═════ GIVEN TEXT

Microsoft has just responded to Google’s move regarding Exchange ActiveSync. Sadly, instead of addressing the very real problems consumers are about to face, Microsoft starts talking about switching to Outlook.com.
Let’s just start with the cold and harsh facts Microsoft refuses to acknowledge. One, the two major mobile platforms – Android and iOS – support IMAP/CalDAV/CardDAV. Windows Phone and Windows 8 do not. That’s Microsoft’s own fault. Second, EAS is a closed, royalty-bearing standard, patented up the wazzoo. Phasing out its use saves Google money. This, too, is Microsoft’s own doing.
The solutions are staring Microsoft in the face, and they are pretty obvious. First, Microsoft should have been smart and included support for CalDAV and CardDAV from the beginning. Gmail is huge, and Microsoft should have done the math. They should at the very least implement it now. Second, I can’t imagine EAS is that much of a money maker – open it up, Redmond. Money, mouth.

══════════

» **SET OF TASKS**:
[1] In the Exchange ActiveSync text, which two major mobile platforms support IMAP/CalDAV/CardDAV?
[2] Repeat word for word the stretch of the Exchange ActiveSync text from "Let’s just start" through "Redmond. Money, mouth.".

═════ DATA ROWS

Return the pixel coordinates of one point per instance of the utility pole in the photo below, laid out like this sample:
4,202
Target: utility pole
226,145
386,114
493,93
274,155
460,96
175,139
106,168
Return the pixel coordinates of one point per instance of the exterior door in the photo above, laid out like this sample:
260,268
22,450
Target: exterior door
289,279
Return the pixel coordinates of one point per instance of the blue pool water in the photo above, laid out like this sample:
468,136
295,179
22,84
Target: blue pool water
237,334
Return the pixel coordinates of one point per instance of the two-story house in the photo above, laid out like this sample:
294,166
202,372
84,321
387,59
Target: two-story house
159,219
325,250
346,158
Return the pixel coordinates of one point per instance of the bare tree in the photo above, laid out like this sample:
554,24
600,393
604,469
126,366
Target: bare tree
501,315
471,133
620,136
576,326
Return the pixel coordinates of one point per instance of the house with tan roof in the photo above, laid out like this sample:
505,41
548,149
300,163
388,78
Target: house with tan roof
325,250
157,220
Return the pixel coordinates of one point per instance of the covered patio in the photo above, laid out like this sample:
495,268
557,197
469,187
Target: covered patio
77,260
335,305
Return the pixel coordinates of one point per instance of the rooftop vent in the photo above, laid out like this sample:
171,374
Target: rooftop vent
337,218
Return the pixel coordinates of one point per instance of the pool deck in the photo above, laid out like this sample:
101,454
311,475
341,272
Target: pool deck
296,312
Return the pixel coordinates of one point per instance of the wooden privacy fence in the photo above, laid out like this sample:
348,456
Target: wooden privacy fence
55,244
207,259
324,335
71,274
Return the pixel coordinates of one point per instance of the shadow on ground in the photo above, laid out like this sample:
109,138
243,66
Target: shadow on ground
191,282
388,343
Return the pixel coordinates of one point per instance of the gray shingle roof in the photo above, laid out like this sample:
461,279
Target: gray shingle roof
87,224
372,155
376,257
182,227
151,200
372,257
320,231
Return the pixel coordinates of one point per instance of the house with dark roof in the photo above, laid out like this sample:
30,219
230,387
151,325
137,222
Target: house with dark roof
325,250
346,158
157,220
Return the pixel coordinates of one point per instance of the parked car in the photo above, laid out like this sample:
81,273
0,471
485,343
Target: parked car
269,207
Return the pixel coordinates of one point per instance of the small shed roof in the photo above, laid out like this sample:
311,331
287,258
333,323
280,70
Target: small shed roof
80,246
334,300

══════════

» **LIST OF SOLUTIONS**:
[1] Android and iOS.

[2]
Let’s just start with the cold and harsh facts Microsoft refuses to acknowledge. One, the two major mobile platforms – Android and iOS – support IMAP/CalDAV/CardDAV. Windows Phone and Windows 8 do not. That’s Microsoft’s own fault. Second, EAS is a closed, royalty-bearing standard, patented up the wazzoo. Phasing out its use saves Google money. This, too, is Microsoft’s own doing.
The solutions are staring Microsoft in the face, and they are pretty obvious. First, Microsoft should have been smart and included support for CalDAV and CardDAV from the beginning. Gmail is huge, and Microsoft should have done the math. They should at the very least implement it now. Second, I can’t imagine EAS is that much of a money maker – open it up, Redmond. Money, mouth.